* BRIEF 1:
Convert the records into a Markdown table with the columns Row and Record line, starting with the line that contains "[segment] green grass" and going on through the line that contains "100L250 101L244 102ZM256". Put one line in each row, number the rows in order, and leave out any blank lines.

Mentorship programs exist in a variety of forms. Internships often pair students and recent graduates with experienced mentors throughout the duration of a program, and many employers also offer mentorship programs for entry-level and junior employees. Today, we’re going to be talking about a different type of mentorship program known as “reverse mentoring.” So, without any further ado, let’s begin.
Reverse mentoring is kind of a tricky name. In essence, a reverse mentorship exists in order to give junior-level employees the opportunity to share their own skills and insights with older, more senior employees. One might like to refer to reverse mentoring as “two-way mentoring,” as most often the purpose of such a program is for junior and senior-level employees to share ideas, exchange knowledge and skills, and gain a better understanding of one another; however, for the purposes of our study, we’ll call it reverse mentoring.
There are many advantages to reverse mentoring. Perhaps most significantly, reverse mentoring can help bring senior employees and junior employees together in a meaningful way. For example, a younger, junior employee might be able to help an older employee learn new software programs, understand new processes, or get a better grasp on the younger generation’s wants and needs, which can be a great advantage when it comes to sales and marketing.

* DATA LINES:
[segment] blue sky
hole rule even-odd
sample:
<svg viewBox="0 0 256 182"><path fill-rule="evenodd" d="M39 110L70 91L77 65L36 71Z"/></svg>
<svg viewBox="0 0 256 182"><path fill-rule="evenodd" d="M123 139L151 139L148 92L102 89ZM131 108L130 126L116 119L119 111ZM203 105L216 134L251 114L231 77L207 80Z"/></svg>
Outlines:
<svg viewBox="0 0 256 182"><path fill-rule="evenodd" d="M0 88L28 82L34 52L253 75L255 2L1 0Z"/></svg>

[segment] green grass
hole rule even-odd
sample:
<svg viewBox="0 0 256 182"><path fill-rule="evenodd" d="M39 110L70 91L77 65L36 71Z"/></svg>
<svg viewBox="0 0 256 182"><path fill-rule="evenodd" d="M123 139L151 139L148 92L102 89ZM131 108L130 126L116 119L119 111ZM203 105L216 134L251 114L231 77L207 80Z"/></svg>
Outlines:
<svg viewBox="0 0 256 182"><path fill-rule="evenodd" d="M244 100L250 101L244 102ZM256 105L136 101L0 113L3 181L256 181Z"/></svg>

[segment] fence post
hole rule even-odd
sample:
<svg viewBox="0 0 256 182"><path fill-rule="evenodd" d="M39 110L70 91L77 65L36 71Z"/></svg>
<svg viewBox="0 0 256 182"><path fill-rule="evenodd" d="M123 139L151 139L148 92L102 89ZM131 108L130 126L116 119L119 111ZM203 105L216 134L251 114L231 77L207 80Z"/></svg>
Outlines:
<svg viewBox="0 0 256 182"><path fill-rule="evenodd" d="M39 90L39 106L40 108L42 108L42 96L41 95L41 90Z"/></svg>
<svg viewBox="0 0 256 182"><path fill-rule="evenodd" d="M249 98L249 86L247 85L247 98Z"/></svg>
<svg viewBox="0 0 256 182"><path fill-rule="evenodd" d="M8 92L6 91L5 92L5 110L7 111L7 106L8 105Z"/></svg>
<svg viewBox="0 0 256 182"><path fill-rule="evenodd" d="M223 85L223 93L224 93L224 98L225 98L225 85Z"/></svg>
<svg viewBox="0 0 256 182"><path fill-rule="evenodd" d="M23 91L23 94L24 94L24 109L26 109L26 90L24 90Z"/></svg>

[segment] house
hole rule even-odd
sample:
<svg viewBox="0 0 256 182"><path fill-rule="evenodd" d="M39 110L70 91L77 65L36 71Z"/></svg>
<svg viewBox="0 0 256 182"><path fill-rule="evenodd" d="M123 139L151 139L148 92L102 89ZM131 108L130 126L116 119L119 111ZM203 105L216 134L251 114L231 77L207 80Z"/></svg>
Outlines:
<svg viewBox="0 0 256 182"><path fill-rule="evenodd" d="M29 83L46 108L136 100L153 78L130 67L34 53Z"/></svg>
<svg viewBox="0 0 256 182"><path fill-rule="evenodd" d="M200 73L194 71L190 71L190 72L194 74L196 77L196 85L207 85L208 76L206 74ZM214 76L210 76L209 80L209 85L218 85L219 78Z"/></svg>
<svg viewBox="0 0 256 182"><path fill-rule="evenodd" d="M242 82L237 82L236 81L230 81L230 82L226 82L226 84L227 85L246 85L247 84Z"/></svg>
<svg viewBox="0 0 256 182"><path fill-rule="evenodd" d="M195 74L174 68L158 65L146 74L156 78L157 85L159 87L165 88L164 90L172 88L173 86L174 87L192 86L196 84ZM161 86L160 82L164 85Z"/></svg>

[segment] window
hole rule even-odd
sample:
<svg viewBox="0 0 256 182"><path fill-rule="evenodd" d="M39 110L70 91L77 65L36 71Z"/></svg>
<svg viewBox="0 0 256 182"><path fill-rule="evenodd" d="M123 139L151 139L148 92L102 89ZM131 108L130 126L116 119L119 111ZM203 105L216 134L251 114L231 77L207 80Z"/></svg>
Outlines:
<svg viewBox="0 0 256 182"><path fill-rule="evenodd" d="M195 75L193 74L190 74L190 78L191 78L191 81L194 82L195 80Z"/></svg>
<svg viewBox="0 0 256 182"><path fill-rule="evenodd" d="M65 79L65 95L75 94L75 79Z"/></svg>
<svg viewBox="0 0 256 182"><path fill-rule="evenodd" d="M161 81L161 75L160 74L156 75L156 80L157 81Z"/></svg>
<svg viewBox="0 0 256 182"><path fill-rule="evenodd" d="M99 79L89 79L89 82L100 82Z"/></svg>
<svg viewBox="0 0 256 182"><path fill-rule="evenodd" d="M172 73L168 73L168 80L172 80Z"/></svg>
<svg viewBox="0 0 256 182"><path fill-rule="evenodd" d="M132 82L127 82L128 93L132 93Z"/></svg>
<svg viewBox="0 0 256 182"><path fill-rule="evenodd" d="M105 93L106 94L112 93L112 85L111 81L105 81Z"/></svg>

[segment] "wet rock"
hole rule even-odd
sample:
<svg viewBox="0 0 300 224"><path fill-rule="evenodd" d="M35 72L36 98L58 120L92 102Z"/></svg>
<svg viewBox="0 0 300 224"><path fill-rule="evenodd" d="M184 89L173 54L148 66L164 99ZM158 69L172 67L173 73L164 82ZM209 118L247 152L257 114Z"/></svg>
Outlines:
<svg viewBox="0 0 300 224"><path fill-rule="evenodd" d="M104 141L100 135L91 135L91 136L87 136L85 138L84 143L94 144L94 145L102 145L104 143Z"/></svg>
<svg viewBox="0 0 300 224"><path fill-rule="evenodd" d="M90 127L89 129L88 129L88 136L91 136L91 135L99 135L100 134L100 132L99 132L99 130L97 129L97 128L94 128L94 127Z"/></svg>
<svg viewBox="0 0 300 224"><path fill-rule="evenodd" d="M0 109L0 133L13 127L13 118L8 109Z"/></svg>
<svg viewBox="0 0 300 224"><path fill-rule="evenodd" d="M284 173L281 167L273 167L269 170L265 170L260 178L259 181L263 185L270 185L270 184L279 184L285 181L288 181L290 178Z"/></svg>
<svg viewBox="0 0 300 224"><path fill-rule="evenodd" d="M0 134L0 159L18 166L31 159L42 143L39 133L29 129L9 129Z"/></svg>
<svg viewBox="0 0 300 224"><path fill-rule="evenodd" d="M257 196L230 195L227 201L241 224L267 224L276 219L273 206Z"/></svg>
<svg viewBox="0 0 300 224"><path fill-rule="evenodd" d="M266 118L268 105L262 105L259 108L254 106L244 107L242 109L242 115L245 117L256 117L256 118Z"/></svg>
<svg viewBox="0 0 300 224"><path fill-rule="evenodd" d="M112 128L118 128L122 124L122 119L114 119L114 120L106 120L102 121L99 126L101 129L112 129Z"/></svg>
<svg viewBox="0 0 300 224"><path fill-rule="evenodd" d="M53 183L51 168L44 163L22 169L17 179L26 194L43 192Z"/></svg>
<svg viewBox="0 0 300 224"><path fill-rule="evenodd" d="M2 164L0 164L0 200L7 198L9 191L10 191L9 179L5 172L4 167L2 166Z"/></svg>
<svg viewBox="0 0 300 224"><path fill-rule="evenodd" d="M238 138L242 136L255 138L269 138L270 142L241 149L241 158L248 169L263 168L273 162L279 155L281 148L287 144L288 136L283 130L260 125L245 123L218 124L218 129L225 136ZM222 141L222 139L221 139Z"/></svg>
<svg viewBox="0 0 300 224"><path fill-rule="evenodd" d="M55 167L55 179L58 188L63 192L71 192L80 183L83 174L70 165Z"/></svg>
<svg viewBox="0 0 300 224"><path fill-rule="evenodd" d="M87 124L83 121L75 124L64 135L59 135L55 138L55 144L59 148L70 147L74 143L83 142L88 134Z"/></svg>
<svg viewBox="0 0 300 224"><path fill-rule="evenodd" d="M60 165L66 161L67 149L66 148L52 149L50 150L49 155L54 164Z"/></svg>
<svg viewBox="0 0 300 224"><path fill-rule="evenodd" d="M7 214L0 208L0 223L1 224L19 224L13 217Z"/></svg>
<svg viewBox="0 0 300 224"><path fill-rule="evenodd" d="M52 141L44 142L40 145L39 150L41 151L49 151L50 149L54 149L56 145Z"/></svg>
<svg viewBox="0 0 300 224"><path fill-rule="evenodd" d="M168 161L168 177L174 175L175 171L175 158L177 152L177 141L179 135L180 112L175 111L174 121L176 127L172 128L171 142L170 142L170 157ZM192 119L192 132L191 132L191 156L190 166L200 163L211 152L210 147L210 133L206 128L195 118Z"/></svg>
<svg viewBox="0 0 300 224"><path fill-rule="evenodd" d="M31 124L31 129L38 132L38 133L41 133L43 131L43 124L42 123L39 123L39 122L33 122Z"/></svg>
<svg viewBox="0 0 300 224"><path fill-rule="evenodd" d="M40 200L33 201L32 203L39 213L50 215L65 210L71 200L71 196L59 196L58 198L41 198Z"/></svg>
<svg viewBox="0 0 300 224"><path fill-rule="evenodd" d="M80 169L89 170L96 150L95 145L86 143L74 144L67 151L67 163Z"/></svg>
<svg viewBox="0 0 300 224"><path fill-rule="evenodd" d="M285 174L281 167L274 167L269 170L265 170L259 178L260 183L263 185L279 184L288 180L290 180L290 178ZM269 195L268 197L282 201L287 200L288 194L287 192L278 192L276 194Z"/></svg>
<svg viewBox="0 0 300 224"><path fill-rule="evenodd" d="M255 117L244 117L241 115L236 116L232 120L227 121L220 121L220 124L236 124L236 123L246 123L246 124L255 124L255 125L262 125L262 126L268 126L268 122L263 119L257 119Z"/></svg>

* BRIEF 2:
Output the passage from the reverse mentoring text word for word, starting with "Reverse mentoring is" and going on through "it reverse mentoring.".

* TASK RESPONSE 1:
| Row | Record line |
|---|---|
| 1 | [segment] green grass |
| 2 | hole rule even-odd |
| 3 | sample: |
| 4 | <svg viewBox="0 0 256 182"><path fill-rule="evenodd" d="M39 110L70 91L77 65L36 71Z"/></svg> |
| 5 | <svg viewBox="0 0 256 182"><path fill-rule="evenodd" d="M123 139L151 139L148 92L102 89ZM131 108L130 126L116 119L119 111ZM203 105L216 134L251 114L231 77L207 80Z"/></svg> |
| 6 | Outlines: |
| 7 | <svg viewBox="0 0 256 182"><path fill-rule="evenodd" d="M244 100L250 101L244 102ZM256 105L136 101L0 113L3 181L256 181Z"/></svg> |

* TASK RESPONSE 2:
Reverse mentoring is kind of a tricky name. In essence, a reverse mentorship exists in order to give junior-level employees the opportunity to share their own skills and insights with older, more senior employees. One might like to refer to reverse mentoring as “two-way mentoring,” as most often the purpose of such a program is for junior and senior-level employees to share ideas, exchange knowledge and skills, and gain a better understanding of one another; however, for the purposes of our study, we’ll call it reverse mentoring.